■ **WHAT YOU ARE ASKED TO DO**
Can you recast every line of the records below as a Markdown table with the columns "No." and "Line", dropping any blank lines and leaving the pictures out?

┌──

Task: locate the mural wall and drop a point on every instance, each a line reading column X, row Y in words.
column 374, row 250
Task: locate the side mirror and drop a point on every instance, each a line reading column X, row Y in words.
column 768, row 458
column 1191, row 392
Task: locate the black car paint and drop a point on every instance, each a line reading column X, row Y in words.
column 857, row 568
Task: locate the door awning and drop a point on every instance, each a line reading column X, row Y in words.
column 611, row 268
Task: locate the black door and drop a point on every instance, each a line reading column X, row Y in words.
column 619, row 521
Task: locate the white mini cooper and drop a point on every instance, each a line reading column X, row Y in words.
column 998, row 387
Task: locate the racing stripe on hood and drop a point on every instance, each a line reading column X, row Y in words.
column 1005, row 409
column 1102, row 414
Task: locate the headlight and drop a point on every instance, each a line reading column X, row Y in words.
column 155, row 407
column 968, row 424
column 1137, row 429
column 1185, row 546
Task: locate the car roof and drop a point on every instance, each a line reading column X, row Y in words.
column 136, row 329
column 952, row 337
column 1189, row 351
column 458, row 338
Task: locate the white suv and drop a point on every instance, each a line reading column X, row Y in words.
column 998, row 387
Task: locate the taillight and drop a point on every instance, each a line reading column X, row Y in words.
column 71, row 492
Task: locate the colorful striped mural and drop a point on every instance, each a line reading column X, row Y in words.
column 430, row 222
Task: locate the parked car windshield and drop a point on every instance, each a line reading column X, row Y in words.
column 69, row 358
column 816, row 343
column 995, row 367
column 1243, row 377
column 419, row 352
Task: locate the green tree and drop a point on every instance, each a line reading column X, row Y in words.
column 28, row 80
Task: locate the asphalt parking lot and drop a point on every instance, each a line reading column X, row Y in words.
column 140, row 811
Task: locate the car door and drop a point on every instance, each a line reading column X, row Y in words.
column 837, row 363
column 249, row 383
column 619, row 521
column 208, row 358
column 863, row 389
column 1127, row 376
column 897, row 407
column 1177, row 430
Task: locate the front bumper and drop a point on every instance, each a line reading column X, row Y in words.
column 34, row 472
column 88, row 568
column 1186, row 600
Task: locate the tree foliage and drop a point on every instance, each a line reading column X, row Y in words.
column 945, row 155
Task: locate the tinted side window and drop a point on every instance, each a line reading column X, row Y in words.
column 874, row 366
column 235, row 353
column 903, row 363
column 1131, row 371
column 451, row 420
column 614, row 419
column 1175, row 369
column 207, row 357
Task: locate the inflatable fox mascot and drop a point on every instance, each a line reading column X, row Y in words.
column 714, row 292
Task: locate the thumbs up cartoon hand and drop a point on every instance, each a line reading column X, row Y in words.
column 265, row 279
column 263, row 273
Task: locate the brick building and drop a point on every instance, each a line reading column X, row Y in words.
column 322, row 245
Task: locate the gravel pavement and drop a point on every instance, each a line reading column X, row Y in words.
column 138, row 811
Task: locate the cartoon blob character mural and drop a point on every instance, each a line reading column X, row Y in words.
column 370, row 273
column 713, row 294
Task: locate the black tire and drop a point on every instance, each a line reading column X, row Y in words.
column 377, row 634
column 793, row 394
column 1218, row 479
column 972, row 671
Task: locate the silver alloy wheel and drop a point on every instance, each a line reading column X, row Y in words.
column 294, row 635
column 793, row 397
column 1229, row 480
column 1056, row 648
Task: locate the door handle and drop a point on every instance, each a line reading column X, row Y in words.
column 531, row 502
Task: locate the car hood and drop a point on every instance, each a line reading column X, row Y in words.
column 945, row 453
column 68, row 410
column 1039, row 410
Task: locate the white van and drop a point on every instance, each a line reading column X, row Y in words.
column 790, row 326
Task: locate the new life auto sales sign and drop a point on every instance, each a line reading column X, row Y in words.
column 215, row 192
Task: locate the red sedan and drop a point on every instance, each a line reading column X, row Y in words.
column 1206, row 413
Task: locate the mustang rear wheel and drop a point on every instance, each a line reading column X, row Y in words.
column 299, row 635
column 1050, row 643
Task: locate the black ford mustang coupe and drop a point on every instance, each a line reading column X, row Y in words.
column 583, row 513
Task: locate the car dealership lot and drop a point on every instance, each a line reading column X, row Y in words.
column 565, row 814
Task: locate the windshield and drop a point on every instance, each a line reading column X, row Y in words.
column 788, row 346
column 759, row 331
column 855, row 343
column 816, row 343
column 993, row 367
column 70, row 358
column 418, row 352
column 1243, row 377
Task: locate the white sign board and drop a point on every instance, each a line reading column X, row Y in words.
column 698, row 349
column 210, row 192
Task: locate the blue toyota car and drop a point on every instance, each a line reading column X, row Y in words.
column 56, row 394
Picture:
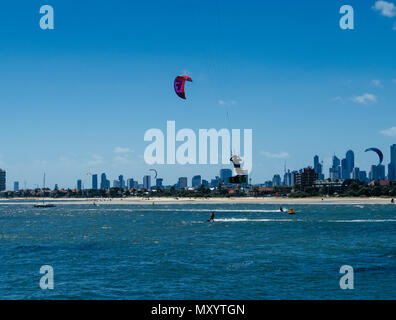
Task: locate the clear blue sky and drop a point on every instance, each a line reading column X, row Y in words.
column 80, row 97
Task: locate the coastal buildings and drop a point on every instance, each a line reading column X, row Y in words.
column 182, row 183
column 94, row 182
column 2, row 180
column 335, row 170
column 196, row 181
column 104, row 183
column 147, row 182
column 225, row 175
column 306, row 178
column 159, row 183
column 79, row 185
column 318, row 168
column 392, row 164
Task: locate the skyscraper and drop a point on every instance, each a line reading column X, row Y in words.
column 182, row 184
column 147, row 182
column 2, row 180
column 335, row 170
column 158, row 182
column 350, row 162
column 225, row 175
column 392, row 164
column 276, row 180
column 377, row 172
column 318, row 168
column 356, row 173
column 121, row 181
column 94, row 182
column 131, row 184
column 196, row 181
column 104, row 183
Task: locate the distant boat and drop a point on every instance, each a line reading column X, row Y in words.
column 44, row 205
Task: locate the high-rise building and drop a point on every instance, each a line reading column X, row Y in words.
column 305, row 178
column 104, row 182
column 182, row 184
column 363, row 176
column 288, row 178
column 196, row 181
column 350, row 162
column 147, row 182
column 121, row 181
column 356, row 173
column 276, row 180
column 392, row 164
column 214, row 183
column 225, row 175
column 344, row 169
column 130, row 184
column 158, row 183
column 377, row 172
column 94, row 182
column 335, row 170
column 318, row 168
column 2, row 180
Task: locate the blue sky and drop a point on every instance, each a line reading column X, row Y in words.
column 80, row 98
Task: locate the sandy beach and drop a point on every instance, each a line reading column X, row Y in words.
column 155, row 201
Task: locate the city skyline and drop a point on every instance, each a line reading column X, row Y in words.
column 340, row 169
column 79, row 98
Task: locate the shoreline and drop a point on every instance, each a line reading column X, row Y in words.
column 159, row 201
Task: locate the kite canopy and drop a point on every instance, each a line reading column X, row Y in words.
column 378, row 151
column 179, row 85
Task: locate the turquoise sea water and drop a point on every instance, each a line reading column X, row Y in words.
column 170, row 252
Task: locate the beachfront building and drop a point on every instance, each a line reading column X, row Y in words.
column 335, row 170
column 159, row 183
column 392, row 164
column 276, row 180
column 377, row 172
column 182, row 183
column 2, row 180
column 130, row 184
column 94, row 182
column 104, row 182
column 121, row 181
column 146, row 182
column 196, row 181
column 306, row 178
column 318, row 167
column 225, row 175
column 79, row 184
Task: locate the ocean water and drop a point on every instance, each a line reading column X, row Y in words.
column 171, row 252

└──

■ **SOLUTION FOR THIS PROBLEM**
| No. | Line |
|---|---|
| 1 | Task: locate the mural wall and drop a point on every instance, each a line reading column X, row Y in words. |
| 2 | column 374, row 250 |
| 3 | Task: locate the side mirror and drop a point on every instance, each a line reading column X, row Y in words. |
| 4 | column 768, row 458 |
| 5 | column 1191, row 392 |
| 6 | Task: locate the black car paint and drop a point on every instance, each a line reading column X, row Y in words. |
| 7 | column 857, row 568 |
| 8 | Task: locate the door awning and drop a point on every instance, each a line reading column X, row Y in words. |
| 9 | column 611, row 268 |
| 10 | Task: locate the black door and drop a point on every instance, each a line reading column X, row Y in words. |
| 11 | column 619, row 521 |
| 12 | Task: locate the white mini cooper and drop a point on every instance, each a line reading column X, row Y in words. |
| 13 | column 998, row 387 |
| 14 | Task: locate the racing stripe on hood and drop a point on every instance, each a line reading column X, row Y in words. |
| 15 | column 1005, row 409 |
| 16 | column 1102, row 414 |
| 17 | Task: locate the headlight and drop a point on every instance, each a line reading column X, row Y in words. |
| 18 | column 155, row 407 |
| 19 | column 968, row 424 |
| 20 | column 1137, row 429 |
| 21 | column 1185, row 546 |
| 22 | Task: locate the car roof and drop a point on every instance, each a line reading column X, row Y in words. |
| 23 | column 136, row 329 |
| 24 | column 952, row 337 |
| 25 | column 1189, row 351 |
| 26 | column 458, row 338 |
| 27 | Task: locate the white suv and drop a point on every instance, each a line reading column X, row Y in words. |
| 28 | column 998, row 387 |
| 29 | Task: locate the taillight and drop a point on every instance, each a line reading column X, row Y in words. |
| 30 | column 71, row 492 |
| 31 | Task: locate the colorful striped mural and drop a point on every instance, each a line reading column X, row Y in words. |
| 32 | column 430, row 222 |
| 33 | Task: locate the parked car windshield and drop a point on every instance, each a line reading column X, row Y in words. |
| 34 | column 69, row 358 |
| 35 | column 816, row 343 |
| 36 | column 995, row 367 |
| 37 | column 1243, row 377 |
| 38 | column 419, row 352 |
| 39 | Task: locate the green tree and drop a point on every instance, each a line reading column X, row Y in words. |
| 40 | column 28, row 80 |
| 41 | Task: locate the asphalt parking lot and drop a point on every instance, each a line reading column X, row Y in words. |
| 42 | column 140, row 811 |
| 43 | Task: locate the car door and drop a point on every instance, each a line reading column X, row Y in words. |
| 44 | column 837, row 363 |
| 45 | column 249, row 383 |
| 46 | column 619, row 521 |
| 47 | column 208, row 358 |
| 48 | column 863, row 389 |
| 49 | column 1127, row 376 |
| 50 | column 897, row 407 |
| 51 | column 1177, row 430 |
| 52 | Task: locate the front bumper and drop a point on every instance, each a line reading column X, row Y in words. |
| 53 | column 34, row 472 |
| 54 | column 88, row 568 |
| 55 | column 1186, row 600 |
| 56 | Task: locate the tree foliage and drop a point on every instance, each a line reading column X, row Y in words. |
| 57 | column 945, row 155 |
| 58 | Task: locate the tinted side window and drop a point on every instance, each a line reading column X, row Y in words. |
| 59 | column 874, row 366 |
| 60 | column 235, row 353 |
| 61 | column 903, row 363 |
| 62 | column 1131, row 371 |
| 63 | column 451, row 420 |
| 64 | column 614, row 419 |
| 65 | column 1175, row 369 |
| 66 | column 207, row 357 |
| 67 | Task: locate the inflatable fox mascot and drop a point on every instance, each a line reading column X, row Y in words. |
| 68 | column 714, row 292 |
| 69 | Task: locate the thumbs up cartoon hand and drop a point on every instance, each a line reading column X, row Y in words. |
| 70 | column 265, row 279 |
| 71 | column 263, row 273 |
| 72 | Task: locate the brick building and drop a point on every instance, each a line reading column X, row Y in words. |
| 73 | column 322, row 245 |
| 74 | Task: locate the gravel pavement and drop a point on every instance, each a line reading column X, row Y in words. |
| 75 | column 138, row 811 |
| 76 | Task: locate the cartoon blob character mural and drop a point on every instance, each a line reading column X, row Y in words. |
| 77 | column 370, row 273 |
| 78 | column 713, row 294 |
| 79 | Task: locate the black tire and drop a point on every instance, each a line reading column X, row Y in words. |
| 80 | column 377, row 634 |
| 81 | column 793, row 394 |
| 82 | column 1218, row 479 |
| 83 | column 972, row 671 |
| 84 | Task: locate the silver alloy wheel and drop a point on every instance, each a line reading column X, row Y in words. |
| 85 | column 294, row 635 |
| 86 | column 793, row 397 |
| 87 | column 1229, row 480 |
| 88 | column 1056, row 648 |
| 89 | Task: locate the door handle and drop a point on every instance, each a line reading column X, row Y in words. |
| 90 | column 531, row 502 |
| 91 | Task: locate the car hood and drop a point on every instance, each a line reading column X, row Y in words. |
| 92 | column 945, row 453 |
| 93 | column 68, row 410 |
| 94 | column 1039, row 410 |
| 95 | Task: locate the white van and drop a point on every instance, each a line reading column X, row Y in words. |
| 96 | column 790, row 326 |
| 97 | Task: locate the new life auto sales sign and drop a point on every instance, each a line reading column X, row Y in words. |
| 98 | column 215, row 192 |
| 99 | Task: locate the red sedan and drop a point on every instance, each a line reading column X, row Y in words. |
| 100 | column 1206, row 413 |
| 101 | Task: locate the mustang rear wheel and drop a point on every instance, each a line reading column X, row Y in words. |
| 102 | column 299, row 635 |
| 103 | column 1050, row 643 |
| 104 | Task: locate the black ford mustang coupe and drop a point on every instance, each a line reading column X, row Y in words. |
| 105 | column 583, row 513 |
| 106 | Task: locate the car dealership lot and drop a point on every instance, each a line reading column X, row Y in words. |
| 107 | column 565, row 814 |
| 108 | Task: locate the windshield and drop a point on every instance, each a line reading column X, row Y in words. |
| 109 | column 788, row 346 |
| 110 | column 759, row 331 |
| 111 | column 855, row 343 |
| 112 | column 816, row 343 |
| 113 | column 993, row 367 |
| 114 | column 70, row 358 |
| 115 | column 418, row 352 |
| 116 | column 1243, row 377 |
| 117 | Task: locate the white sign board and drop a point on every instance, each a line reading column X, row Y in words. |
| 118 | column 698, row 349 |
| 119 | column 210, row 192 |
| 120 | Task: locate the blue toyota car and drop a point on every instance, each a line reading column X, row Y in words. |
| 121 | column 56, row 394 |
| 122 | Picture: |
| 123 | Task: locate the clear blue sky and drop a point on every instance, each a line reading column X, row Y in words. |
| 124 | column 80, row 97 |
| 125 | Task: locate the coastal buildings and drop a point on every instance, each a line reading column X, row Y in words. |
| 126 | column 182, row 183 |
| 127 | column 94, row 182 |
| 128 | column 2, row 180 |
| 129 | column 335, row 170 |
| 130 | column 196, row 181 |
| 131 | column 104, row 183 |
| 132 | column 147, row 182 |
| 133 | column 225, row 175 |
| 134 | column 306, row 178 |
| 135 | column 159, row 183 |
| 136 | column 79, row 185 |
| 137 | column 318, row 168 |
| 138 | column 392, row 164 |
| 139 | Task: locate the skyscraper and drop a point on every instance, each a line reading column X, row Y in words. |
| 140 | column 182, row 184 |
| 141 | column 147, row 182 |
| 142 | column 2, row 180 |
| 143 | column 335, row 170 |
| 144 | column 158, row 182 |
| 145 | column 350, row 162 |
| 146 | column 225, row 175 |
| 147 | column 392, row 164 |
| 148 | column 276, row 180 |
| 149 | column 377, row 172 |
| 150 | column 318, row 168 |
| 151 | column 356, row 173 |
| 152 | column 121, row 181 |
| 153 | column 94, row 182 |
| 154 | column 131, row 184 |
| 155 | column 196, row 181 |
| 156 | column 104, row 183 |
| 157 | Task: locate the distant boat and drop a point on every instance, each a line reading column X, row Y in words. |
| 158 | column 44, row 205 |
| 159 | Task: locate the high-rise building and drop a point on every instance, each a line reading column X, row Y in words. |
| 160 | column 305, row 178 |
| 161 | column 104, row 182 |
| 162 | column 182, row 184 |
| 163 | column 363, row 176 |
| 164 | column 288, row 178 |
| 165 | column 196, row 181 |
| 166 | column 350, row 162 |
| 167 | column 147, row 182 |
| 168 | column 121, row 181 |
| 169 | column 356, row 173 |
| 170 | column 276, row 180 |
| 171 | column 392, row 164 |
| 172 | column 214, row 183 |
| 173 | column 225, row 175 |
| 174 | column 344, row 169 |
| 175 | column 130, row 184 |
| 176 | column 158, row 183 |
| 177 | column 377, row 172 |
| 178 | column 94, row 182 |
| 179 | column 335, row 170 |
| 180 | column 318, row 168 |
| 181 | column 2, row 180 |
| 182 | Task: locate the blue sky and drop a point on every instance, each a line reading column X, row Y in words. |
| 183 | column 80, row 98 |
| 184 | Task: locate the sandy beach and drop a point on every instance, each a line reading column X, row Y in words. |
| 185 | column 155, row 201 |
| 186 | Task: locate the city skyline and drop a point on every instance, each a line reading column X, row Y in words. |
| 187 | column 340, row 169 |
| 188 | column 79, row 98 |
| 189 | Task: locate the shoreline and drop a point on every instance, each a line reading column X, row Y in words. |
| 190 | column 159, row 201 |
| 191 | Task: locate the kite canopy and drop a point on every instance, each a line reading column X, row Y in words. |
| 192 | column 378, row 151 |
| 193 | column 179, row 85 |
| 194 | Task: locate the turquoise sea water and drop a point on every instance, each a line reading column X, row Y in words. |
| 195 | column 170, row 252 |
| 196 | Task: locate the beachfront building and drop a point on every instance, each a line reading column X, row Y in words. |
| 197 | column 335, row 170 |
| 198 | column 159, row 183 |
| 199 | column 392, row 164 |
| 200 | column 276, row 180 |
| 201 | column 377, row 172 |
| 202 | column 182, row 183 |
| 203 | column 2, row 180 |
| 204 | column 130, row 184 |
| 205 | column 94, row 182 |
| 206 | column 104, row 182 |
| 207 | column 121, row 181 |
| 208 | column 146, row 182 |
| 209 | column 196, row 181 |
| 210 | column 306, row 178 |
| 211 | column 318, row 167 |
| 212 | column 225, row 175 |
| 213 | column 79, row 184 |
| 214 | Task: locate the ocean water and drop a point on every instance, each a line reading column X, row Y in words. |
| 215 | column 171, row 252 |